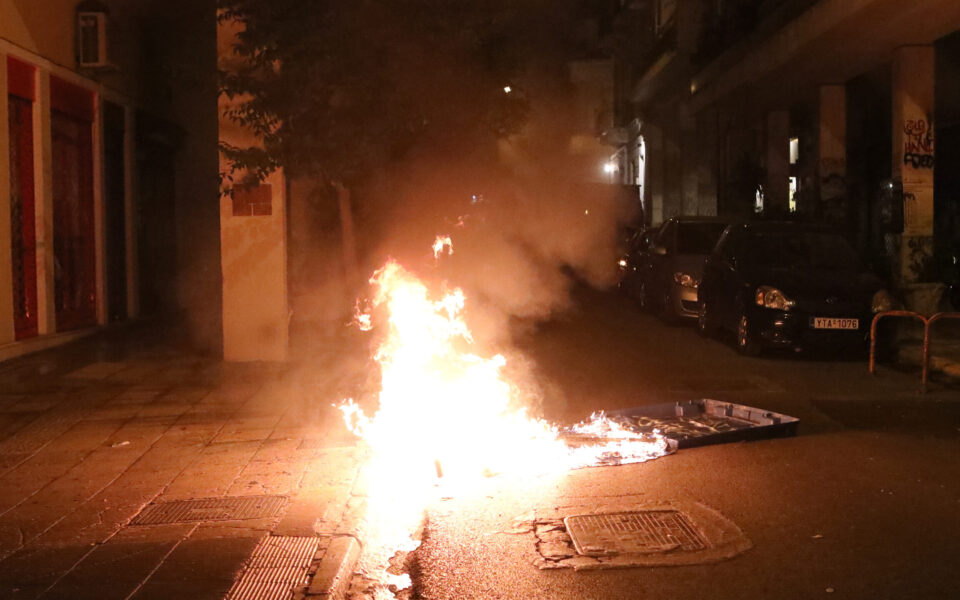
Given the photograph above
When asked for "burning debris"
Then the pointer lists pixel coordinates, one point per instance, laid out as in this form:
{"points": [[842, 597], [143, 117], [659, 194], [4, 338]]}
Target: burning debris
{"points": [[433, 382]]}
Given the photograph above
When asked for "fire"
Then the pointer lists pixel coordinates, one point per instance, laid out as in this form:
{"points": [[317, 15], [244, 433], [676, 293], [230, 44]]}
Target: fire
{"points": [[447, 411], [442, 241]]}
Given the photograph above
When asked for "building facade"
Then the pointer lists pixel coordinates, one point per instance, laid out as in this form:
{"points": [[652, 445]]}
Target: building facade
{"points": [[836, 111], [108, 135]]}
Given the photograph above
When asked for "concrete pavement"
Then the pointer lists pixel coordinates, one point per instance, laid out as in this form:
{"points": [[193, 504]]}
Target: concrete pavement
{"points": [[93, 433]]}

────────────────

— What you have to do —
Leave out the pictures and copy every record above exactly.

— Written answer —
Given the photograph above
When asked for "burning debris"
Then the pointer lists pixel coordinates, one point per instance, laid out as in this form:
{"points": [[842, 597], [143, 117], [659, 194], [4, 338]]}
Target: burning debris
{"points": [[433, 382]]}
Given the photograph above
When asked for "fire"
Then the pointer lists pixel coordinates, one point per instance, laid out as in this form:
{"points": [[317, 15], [244, 433], [676, 293], [230, 44]]}
Target: fire
{"points": [[447, 411], [442, 241]]}
Given the photograph above
When asked for "building facade"
Then the pointer lists pixel coordinates, one point per instance, laid out as in this form:
{"points": [[652, 445]]}
Target: building facade
{"points": [[836, 111], [108, 135]]}
Given the photograph above
When asked for "concrete pavement"
Then the pointer lists pixel coordinates, one point per instance, laid out as in this form:
{"points": [[193, 504]]}
Target: concrete pavement
{"points": [[93, 433]]}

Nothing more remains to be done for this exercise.